[Dataset entries]
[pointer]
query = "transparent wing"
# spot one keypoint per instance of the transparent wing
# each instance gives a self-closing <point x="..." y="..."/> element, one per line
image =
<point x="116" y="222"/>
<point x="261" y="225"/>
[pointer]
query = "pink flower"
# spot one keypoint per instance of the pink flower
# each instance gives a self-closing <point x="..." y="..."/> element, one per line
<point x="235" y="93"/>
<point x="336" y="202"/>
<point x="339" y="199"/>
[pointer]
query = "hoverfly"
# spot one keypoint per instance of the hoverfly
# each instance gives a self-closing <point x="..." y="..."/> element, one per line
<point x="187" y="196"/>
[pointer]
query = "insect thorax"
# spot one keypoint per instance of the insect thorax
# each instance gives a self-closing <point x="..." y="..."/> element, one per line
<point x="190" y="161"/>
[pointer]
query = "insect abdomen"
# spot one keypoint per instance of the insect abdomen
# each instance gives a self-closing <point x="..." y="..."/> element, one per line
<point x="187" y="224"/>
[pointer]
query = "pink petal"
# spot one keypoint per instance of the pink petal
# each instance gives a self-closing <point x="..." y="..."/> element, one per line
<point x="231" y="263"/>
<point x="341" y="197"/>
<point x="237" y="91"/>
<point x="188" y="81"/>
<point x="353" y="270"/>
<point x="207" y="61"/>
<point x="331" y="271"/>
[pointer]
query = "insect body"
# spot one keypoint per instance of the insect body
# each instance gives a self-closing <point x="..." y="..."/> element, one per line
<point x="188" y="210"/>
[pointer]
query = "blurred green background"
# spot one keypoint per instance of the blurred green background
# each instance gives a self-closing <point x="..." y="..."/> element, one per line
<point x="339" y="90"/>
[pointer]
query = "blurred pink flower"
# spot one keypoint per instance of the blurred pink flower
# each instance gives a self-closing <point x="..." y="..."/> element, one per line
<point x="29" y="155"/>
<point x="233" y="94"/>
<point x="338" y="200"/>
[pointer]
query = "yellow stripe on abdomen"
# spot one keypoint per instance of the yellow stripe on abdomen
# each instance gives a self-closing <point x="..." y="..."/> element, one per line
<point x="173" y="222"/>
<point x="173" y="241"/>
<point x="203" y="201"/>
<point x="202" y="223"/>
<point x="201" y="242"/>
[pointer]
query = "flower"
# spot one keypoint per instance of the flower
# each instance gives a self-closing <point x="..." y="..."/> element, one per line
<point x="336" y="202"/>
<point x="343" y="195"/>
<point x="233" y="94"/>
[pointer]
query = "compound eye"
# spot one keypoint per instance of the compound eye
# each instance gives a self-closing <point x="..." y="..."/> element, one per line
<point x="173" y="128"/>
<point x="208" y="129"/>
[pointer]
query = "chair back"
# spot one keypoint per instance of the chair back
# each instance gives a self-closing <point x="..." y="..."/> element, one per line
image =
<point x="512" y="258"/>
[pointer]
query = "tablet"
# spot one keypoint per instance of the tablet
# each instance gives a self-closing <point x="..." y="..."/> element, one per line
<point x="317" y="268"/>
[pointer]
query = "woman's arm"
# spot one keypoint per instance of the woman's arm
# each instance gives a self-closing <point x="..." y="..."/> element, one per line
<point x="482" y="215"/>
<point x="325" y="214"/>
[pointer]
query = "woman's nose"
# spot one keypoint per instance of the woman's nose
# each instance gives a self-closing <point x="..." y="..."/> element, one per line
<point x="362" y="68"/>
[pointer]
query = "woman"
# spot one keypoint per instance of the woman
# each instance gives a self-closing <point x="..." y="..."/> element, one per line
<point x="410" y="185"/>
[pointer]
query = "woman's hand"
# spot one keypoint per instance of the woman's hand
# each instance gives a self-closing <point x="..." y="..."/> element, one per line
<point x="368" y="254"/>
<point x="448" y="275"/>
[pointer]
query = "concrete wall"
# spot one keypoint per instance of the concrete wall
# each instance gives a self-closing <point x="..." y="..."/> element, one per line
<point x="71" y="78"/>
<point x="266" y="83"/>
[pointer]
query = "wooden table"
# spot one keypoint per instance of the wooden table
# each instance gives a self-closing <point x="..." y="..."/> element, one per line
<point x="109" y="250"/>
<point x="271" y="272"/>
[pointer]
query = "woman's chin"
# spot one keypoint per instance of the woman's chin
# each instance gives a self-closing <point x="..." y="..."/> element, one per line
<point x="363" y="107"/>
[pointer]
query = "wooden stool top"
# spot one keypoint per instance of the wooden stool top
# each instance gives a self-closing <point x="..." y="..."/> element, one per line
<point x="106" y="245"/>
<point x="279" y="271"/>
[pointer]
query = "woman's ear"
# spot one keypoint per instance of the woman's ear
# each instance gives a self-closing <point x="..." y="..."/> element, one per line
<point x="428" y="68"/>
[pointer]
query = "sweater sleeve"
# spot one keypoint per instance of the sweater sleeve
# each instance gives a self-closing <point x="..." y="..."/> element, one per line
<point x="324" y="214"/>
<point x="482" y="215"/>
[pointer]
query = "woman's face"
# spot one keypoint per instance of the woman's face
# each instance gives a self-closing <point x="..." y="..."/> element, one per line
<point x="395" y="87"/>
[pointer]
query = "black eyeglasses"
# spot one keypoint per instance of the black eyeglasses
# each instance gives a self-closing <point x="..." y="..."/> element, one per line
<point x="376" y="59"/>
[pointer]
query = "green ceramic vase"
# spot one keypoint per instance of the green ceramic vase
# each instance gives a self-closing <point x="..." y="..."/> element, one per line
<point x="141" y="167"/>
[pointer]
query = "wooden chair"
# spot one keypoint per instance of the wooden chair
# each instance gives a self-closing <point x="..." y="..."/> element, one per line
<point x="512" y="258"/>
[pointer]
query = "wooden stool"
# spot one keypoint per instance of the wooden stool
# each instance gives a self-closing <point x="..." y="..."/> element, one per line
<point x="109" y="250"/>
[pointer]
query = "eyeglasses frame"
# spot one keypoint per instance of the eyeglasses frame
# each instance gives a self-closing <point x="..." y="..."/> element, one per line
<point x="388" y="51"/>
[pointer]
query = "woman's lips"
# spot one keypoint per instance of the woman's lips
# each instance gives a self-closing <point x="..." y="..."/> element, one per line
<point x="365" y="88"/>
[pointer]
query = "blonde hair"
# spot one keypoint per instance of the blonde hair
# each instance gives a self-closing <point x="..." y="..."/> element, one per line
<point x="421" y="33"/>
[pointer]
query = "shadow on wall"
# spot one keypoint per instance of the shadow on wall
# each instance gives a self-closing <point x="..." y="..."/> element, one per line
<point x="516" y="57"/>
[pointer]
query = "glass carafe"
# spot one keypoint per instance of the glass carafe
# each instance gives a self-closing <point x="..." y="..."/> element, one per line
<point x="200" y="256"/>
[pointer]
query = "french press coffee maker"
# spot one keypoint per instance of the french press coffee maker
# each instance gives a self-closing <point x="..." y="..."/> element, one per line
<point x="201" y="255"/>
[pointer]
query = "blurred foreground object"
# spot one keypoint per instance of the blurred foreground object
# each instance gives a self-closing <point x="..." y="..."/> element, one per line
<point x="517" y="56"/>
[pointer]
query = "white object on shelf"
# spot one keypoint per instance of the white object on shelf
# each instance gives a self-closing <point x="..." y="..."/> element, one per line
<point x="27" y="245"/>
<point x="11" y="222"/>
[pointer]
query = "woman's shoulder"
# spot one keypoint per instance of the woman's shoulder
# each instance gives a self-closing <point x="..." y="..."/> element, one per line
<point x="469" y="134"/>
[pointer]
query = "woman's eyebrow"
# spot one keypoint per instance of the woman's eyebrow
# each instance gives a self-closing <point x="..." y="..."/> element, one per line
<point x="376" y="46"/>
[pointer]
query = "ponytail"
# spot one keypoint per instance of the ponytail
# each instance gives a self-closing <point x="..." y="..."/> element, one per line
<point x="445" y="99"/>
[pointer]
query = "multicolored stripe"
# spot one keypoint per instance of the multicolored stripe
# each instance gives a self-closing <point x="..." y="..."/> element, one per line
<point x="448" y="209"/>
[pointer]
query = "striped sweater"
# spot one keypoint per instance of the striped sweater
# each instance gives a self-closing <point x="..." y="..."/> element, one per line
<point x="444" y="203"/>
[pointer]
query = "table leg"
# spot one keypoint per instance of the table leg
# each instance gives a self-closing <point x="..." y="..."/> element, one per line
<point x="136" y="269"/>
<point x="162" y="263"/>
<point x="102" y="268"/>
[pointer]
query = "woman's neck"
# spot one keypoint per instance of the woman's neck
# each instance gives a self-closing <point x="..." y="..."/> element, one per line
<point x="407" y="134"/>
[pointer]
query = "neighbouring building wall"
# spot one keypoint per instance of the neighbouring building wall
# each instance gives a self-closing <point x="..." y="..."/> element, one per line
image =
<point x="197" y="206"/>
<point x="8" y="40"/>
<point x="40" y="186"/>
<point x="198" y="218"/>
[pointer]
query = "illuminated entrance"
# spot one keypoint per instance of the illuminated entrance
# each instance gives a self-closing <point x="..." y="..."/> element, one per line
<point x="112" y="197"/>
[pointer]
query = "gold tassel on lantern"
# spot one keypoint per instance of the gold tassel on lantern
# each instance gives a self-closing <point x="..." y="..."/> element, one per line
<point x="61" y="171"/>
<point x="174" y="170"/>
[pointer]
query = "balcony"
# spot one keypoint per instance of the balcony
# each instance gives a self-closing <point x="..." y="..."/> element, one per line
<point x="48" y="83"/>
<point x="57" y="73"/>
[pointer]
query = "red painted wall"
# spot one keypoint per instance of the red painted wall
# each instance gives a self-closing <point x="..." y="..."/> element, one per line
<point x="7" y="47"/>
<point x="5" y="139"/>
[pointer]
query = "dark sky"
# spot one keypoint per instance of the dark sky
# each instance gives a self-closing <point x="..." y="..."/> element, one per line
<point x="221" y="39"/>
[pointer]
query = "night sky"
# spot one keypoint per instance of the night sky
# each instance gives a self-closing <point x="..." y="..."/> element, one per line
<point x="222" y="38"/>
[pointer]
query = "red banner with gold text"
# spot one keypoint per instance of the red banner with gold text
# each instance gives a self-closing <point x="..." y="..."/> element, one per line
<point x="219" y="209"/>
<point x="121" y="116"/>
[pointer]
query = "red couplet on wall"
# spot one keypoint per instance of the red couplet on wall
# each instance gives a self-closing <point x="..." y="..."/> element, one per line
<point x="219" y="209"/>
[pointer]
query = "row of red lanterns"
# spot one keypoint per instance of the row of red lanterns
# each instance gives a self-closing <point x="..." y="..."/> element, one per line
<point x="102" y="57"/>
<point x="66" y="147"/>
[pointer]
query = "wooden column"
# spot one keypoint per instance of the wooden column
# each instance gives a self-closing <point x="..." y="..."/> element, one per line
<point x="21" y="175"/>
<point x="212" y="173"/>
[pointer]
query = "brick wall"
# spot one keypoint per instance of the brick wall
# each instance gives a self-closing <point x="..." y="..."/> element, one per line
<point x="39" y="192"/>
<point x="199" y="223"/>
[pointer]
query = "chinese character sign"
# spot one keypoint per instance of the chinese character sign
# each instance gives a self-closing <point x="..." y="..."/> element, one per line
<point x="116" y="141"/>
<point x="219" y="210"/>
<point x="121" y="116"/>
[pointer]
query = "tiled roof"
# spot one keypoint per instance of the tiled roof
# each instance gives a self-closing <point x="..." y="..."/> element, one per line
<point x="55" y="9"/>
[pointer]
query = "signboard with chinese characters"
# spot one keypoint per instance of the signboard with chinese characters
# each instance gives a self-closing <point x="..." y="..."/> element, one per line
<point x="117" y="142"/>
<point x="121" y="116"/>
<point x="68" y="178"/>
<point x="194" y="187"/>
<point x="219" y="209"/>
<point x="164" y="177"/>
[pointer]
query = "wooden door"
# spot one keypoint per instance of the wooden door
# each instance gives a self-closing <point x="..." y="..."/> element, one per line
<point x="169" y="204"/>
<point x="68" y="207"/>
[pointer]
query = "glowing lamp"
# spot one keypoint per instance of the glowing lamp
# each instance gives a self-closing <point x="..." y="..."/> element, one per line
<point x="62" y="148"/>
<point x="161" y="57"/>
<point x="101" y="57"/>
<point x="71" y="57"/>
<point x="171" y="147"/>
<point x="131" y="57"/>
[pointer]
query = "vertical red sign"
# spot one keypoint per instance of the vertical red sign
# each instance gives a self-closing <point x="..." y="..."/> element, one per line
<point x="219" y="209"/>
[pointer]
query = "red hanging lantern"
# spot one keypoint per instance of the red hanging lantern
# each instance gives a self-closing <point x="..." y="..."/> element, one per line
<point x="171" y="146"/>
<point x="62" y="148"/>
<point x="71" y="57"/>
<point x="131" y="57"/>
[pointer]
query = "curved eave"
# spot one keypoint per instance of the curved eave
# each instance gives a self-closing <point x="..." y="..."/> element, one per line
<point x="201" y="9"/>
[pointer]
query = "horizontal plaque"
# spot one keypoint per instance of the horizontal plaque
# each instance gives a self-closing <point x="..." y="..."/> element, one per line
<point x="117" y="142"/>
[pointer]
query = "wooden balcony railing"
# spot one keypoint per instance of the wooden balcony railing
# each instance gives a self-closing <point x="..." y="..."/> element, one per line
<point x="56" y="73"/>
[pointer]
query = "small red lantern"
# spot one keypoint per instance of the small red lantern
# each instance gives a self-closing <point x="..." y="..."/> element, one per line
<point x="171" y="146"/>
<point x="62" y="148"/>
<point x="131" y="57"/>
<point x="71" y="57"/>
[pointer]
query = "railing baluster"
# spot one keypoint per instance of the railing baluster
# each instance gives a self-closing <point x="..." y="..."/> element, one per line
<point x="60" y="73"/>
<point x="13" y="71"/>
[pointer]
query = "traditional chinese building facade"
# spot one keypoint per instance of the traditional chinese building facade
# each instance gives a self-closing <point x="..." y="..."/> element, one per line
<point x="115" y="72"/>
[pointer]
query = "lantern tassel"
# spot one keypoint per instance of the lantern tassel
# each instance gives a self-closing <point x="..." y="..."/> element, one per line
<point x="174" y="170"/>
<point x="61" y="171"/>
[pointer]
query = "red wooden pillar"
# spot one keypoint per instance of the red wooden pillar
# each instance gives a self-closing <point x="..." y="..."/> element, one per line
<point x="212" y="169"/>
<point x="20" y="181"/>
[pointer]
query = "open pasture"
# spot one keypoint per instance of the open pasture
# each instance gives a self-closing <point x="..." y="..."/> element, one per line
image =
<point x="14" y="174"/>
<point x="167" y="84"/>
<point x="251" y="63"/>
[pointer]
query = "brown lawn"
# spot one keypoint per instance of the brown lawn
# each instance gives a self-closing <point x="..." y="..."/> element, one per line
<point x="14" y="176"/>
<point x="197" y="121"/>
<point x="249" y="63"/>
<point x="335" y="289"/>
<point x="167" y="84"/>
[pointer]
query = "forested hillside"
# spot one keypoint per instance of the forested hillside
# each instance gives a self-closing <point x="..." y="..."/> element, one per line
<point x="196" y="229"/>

◆ WHAT THE TASK REQUIRES: Each line holding the word "lanterns" must be pulled from the records.

◆ TASK RESPONSE:
query = "row of red lanterns"
# spot one keypoint per instance of the row of red lanterns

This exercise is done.